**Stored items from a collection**
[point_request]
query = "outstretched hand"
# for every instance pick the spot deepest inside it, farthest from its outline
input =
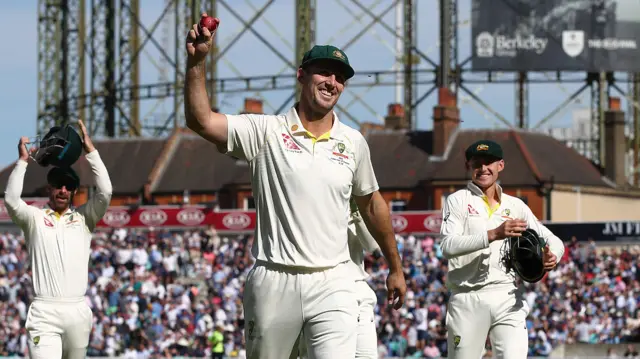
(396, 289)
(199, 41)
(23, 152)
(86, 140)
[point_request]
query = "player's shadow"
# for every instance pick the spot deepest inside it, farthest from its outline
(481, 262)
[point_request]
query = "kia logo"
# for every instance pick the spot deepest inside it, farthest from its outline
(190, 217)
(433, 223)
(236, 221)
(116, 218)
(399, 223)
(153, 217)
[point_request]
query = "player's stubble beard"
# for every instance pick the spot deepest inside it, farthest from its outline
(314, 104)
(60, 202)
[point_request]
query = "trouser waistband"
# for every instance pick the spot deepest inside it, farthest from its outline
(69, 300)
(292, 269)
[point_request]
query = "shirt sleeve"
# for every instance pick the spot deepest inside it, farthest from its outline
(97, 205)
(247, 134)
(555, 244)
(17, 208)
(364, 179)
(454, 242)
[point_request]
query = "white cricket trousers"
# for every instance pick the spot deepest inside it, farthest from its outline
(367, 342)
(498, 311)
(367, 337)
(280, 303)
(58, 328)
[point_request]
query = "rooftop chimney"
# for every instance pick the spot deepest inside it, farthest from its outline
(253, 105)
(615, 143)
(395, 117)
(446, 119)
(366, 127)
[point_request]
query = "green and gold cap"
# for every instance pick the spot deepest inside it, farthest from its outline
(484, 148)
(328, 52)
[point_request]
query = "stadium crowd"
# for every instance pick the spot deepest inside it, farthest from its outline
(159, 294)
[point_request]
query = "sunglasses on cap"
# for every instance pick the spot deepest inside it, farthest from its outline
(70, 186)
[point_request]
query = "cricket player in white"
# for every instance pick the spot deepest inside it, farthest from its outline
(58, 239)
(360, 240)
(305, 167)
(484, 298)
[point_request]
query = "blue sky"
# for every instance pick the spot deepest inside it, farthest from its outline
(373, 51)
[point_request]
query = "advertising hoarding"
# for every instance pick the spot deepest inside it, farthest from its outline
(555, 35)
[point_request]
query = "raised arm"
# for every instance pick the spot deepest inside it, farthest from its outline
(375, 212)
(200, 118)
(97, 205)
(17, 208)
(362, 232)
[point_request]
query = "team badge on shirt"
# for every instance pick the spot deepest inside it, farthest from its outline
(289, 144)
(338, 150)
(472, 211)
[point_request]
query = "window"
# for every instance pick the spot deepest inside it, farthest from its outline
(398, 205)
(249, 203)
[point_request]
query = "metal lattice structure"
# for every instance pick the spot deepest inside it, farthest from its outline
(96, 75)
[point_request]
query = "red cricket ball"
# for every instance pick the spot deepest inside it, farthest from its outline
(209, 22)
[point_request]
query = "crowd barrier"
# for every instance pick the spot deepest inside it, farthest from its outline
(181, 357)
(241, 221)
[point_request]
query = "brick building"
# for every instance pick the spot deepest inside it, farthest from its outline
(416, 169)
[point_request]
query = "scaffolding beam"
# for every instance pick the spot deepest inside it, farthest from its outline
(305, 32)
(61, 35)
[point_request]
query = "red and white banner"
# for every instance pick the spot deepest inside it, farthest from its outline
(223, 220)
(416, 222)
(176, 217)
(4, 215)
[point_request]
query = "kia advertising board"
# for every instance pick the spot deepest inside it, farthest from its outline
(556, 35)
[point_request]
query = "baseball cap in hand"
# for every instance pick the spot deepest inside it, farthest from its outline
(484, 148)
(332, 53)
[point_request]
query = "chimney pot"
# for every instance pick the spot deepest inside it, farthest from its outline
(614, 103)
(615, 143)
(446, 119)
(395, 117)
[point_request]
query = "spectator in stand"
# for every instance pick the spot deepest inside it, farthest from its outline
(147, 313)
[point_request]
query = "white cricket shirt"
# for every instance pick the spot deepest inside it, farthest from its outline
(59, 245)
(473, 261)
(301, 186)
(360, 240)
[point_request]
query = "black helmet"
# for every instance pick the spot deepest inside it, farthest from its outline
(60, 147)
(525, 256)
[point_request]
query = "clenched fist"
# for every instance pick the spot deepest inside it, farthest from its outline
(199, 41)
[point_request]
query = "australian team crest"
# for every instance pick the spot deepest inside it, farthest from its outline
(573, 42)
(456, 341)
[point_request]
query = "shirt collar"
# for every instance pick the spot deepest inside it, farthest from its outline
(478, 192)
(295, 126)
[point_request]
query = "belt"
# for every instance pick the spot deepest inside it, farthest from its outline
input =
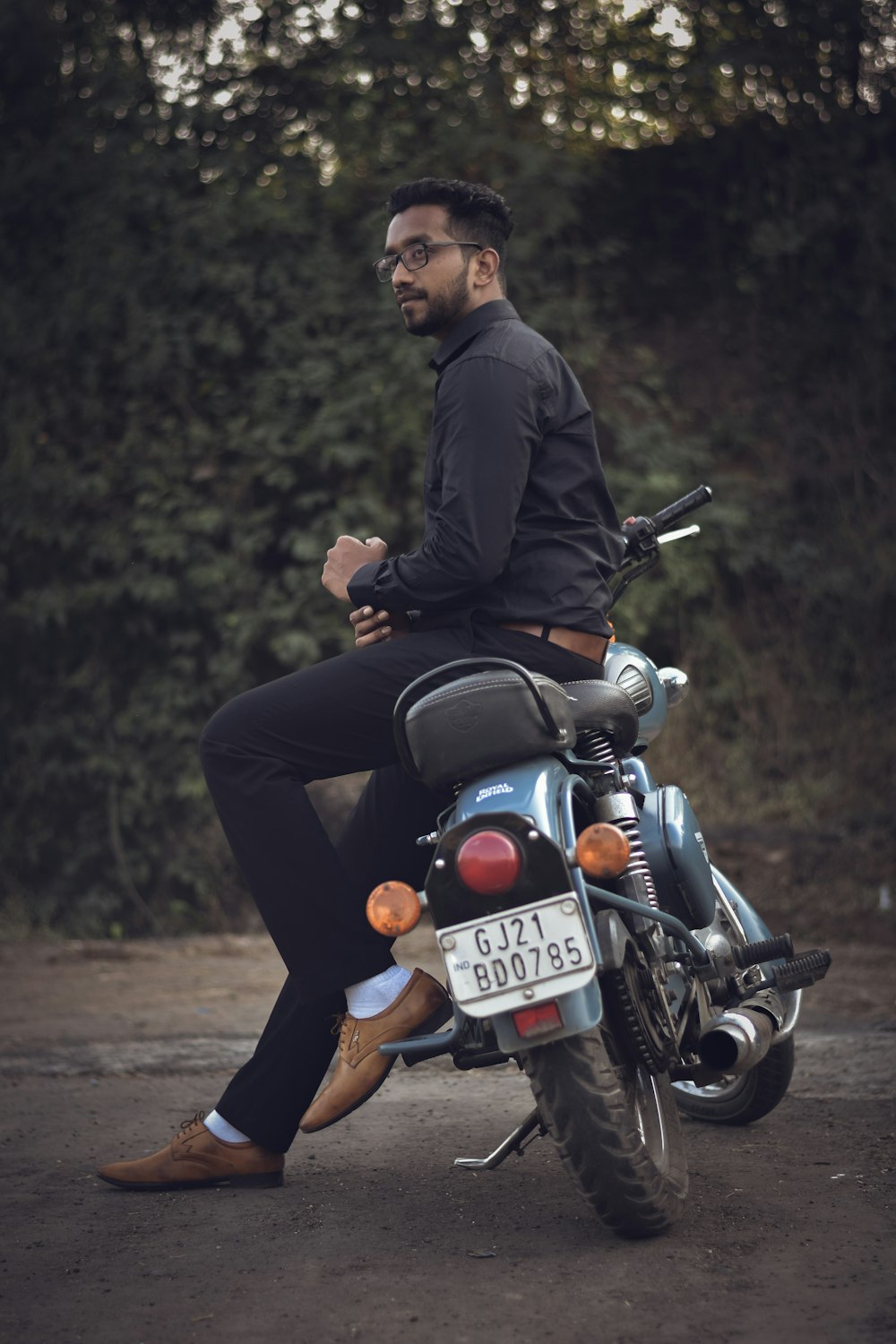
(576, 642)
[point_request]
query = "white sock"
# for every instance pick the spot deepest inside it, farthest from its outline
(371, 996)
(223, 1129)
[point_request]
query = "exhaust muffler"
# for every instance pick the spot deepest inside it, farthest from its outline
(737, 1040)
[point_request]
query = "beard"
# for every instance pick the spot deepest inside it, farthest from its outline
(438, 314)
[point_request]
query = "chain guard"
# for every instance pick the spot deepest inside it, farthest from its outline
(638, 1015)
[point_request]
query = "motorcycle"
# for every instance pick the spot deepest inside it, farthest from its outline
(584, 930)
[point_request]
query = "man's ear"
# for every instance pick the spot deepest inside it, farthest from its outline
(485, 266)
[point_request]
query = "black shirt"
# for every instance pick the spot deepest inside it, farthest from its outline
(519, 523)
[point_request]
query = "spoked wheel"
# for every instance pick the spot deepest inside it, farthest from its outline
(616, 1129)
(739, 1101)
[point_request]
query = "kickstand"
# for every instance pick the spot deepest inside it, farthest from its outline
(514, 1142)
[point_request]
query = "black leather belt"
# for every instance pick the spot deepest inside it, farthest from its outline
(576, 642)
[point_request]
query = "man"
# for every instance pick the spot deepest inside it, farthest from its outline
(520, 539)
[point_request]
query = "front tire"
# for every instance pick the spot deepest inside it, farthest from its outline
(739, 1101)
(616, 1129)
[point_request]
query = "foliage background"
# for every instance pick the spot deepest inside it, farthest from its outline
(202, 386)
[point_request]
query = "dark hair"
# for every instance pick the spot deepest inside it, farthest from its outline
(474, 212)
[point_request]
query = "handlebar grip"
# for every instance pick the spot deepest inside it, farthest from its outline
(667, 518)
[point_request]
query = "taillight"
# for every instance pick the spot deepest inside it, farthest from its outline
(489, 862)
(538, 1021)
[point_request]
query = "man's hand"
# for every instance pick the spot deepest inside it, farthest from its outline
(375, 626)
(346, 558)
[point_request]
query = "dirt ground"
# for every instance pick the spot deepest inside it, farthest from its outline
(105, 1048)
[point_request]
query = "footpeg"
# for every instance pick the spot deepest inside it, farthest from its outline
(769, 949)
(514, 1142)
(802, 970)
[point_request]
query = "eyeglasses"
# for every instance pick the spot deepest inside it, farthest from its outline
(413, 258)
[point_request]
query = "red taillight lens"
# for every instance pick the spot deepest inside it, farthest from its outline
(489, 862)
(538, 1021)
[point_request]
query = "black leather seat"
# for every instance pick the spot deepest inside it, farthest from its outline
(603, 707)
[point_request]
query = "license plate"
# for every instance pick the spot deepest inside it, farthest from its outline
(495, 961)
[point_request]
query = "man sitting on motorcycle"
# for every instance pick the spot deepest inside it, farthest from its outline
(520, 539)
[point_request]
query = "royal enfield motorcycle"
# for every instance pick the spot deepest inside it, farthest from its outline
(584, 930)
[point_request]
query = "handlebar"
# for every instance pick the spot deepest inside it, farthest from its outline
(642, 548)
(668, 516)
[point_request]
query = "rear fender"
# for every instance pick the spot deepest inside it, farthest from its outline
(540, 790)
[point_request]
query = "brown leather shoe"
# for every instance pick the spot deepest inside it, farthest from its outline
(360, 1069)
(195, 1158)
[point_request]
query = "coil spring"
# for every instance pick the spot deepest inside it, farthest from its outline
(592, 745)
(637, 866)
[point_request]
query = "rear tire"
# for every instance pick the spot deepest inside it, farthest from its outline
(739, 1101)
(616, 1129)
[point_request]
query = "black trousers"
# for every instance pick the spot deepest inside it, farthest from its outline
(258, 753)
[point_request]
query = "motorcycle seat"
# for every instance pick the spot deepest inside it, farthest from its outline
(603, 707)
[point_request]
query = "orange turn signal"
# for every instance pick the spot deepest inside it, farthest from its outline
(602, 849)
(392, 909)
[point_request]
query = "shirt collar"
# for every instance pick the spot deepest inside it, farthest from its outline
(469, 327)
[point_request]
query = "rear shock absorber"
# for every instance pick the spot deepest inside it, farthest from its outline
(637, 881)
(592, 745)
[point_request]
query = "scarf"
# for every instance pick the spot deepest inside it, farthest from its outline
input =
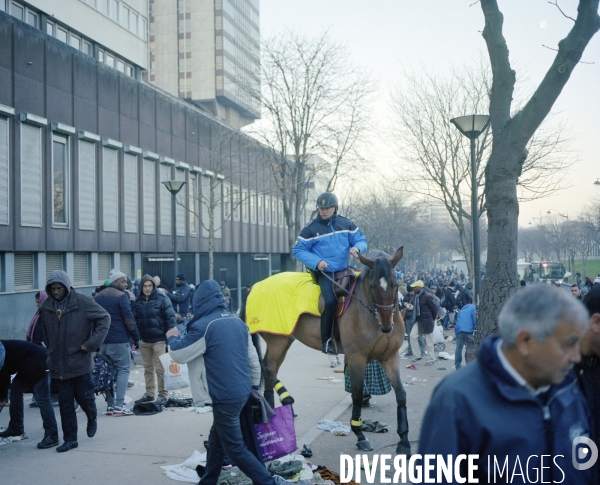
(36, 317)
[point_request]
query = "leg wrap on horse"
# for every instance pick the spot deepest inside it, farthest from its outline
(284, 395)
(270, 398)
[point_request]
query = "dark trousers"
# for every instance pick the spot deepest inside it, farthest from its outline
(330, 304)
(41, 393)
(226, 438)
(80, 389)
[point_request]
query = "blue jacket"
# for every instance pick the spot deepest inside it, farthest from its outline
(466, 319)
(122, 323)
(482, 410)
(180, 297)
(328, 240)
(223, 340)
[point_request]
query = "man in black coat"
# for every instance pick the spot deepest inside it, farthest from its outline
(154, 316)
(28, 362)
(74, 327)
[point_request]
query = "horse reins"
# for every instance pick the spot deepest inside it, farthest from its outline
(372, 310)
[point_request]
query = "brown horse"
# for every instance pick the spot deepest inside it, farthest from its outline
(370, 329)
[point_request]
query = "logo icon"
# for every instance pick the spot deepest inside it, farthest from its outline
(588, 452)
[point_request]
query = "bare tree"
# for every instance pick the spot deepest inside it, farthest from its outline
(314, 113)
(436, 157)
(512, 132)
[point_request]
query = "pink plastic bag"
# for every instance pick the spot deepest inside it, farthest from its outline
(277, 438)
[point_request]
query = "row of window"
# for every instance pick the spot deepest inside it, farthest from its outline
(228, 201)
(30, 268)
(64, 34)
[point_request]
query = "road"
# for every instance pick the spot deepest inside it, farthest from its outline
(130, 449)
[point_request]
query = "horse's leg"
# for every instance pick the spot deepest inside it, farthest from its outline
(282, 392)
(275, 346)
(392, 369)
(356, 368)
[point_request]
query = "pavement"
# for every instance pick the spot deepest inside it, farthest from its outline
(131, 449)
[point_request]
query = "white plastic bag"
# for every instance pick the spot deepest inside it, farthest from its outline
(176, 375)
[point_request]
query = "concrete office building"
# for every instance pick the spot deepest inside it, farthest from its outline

**WORK INSTRUCTIONS**
How many lines in these entries contain the string "advertising"? State the number and nothing more.

**RESPONSE**
2